Revise the entries below by replacing "marker" with "point" wherever it occurs, leaving everything else unchanged. Omit the pictures from your answer.

[Entries from a point labeling set]
* begin *

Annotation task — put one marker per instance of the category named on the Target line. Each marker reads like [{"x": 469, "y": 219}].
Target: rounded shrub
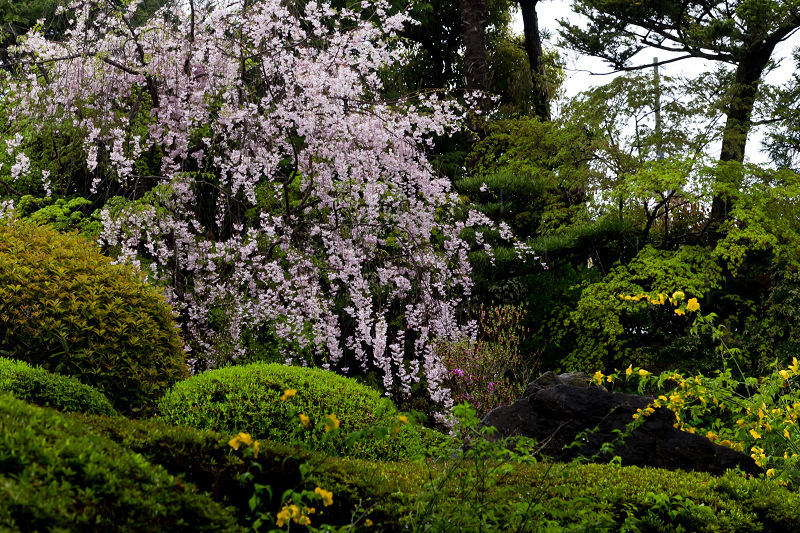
[
  {"x": 56, "y": 475},
  {"x": 248, "y": 399},
  {"x": 66, "y": 307},
  {"x": 63, "y": 393}
]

* end *

_Answer_
Annotation task — put one point per instance of the category named on the Target line. Each point reads like [{"x": 469, "y": 219}].
Target: rounded shrub
[
  {"x": 56, "y": 475},
  {"x": 248, "y": 399},
  {"x": 66, "y": 307},
  {"x": 63, "y": 393}
]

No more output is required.